• [Exercise prompt] Each line of data below must be printed exactly as written, with any pictures removed.

• [Dataset content]
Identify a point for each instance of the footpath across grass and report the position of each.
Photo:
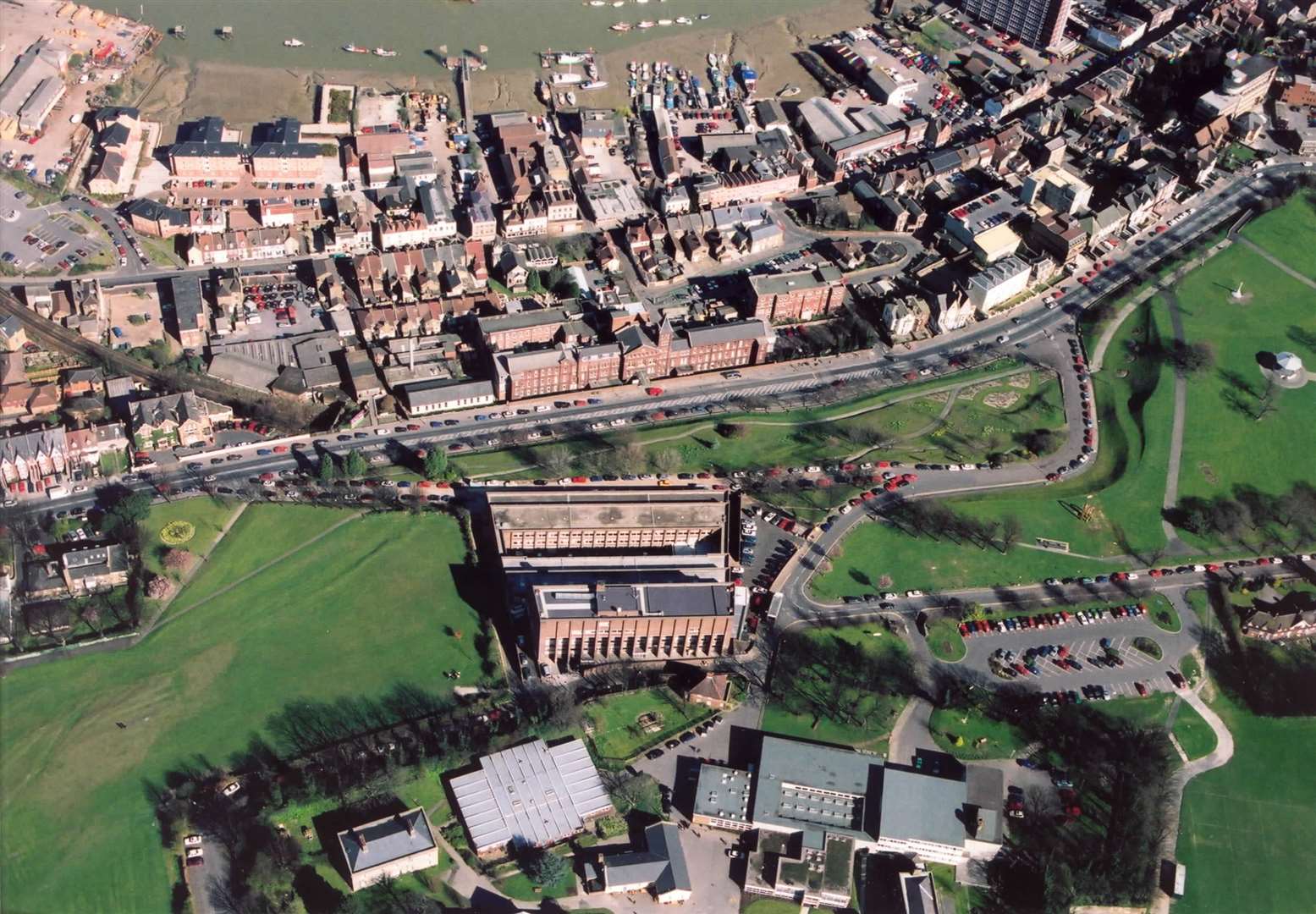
(1256, 814)
(841, 686)
(972, 735)
(619, 734)
(206, 517)
(366, 610)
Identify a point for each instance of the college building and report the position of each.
(621, 572)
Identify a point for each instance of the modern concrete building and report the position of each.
(531, 795)
(813, 805)
(1247, 78)
(996, 284)
(621, 574)
(1038, 23)
(388, 847)
(1057, 188)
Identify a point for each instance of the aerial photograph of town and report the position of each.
(608, 457)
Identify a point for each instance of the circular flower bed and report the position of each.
(175, 533)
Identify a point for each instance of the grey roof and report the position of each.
(187, 301)
(33, 443)
(919, 893)
(917, 807)
(662, 864)
(531, 795)
(386, 840)
(723, 793)
(798, 781)
(649, 598)
(427, 394)
(724, 333)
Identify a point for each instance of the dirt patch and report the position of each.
(1000, 399)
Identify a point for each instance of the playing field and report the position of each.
(1287, 233)
(1230, 439)
(85, 741)
(1247, 830)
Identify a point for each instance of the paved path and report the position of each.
(1215, 759)
(1277, 262)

• [Output of the exercise]
Identify a point for each instance of the footpath across grass and report the position of each.
Photo:
(1256, 814)
(841, 686)
(972, 735)
(619, 734)
(206, 517)
(366, 610)
Identify a point for each instance of the college building and report the position of each.
(621, 572)
Identify a point for each instance of the modern concrete building and report the position of each.
(531, 795)
(813, 805)
(1247, 78)
(996, 284)
(621, 574)
(1038, 23)
(388, 847)
(1057, 188)
Identify a point for each instance of the aerial photograph of town and report the position of each.
(608, 457)
Identify a point for each instance of the circular flower bed and report the position of each.
(175, 533)
Identify a point for each instance of the grey roof and report the position of each.
(187, 301)
(33, 443)
(919, 893)
(917, 807)
(662, 864)
(531, 795)
(386, 840)
(723, 793)
(798, 781)
(649, 598)
(427, 394)
(724, 333)
Identify a point for each instance of the dirt patch and report the position of each.
(1000, 399)
Identify a point for each instance of the playing field and report the position of each.
(1287, 233)
(1230, 439)
(85, 741)
(1247, 830)
Identify a point for each instance of the paved path and report the position of each.
(1215, 759)
(1277, 262)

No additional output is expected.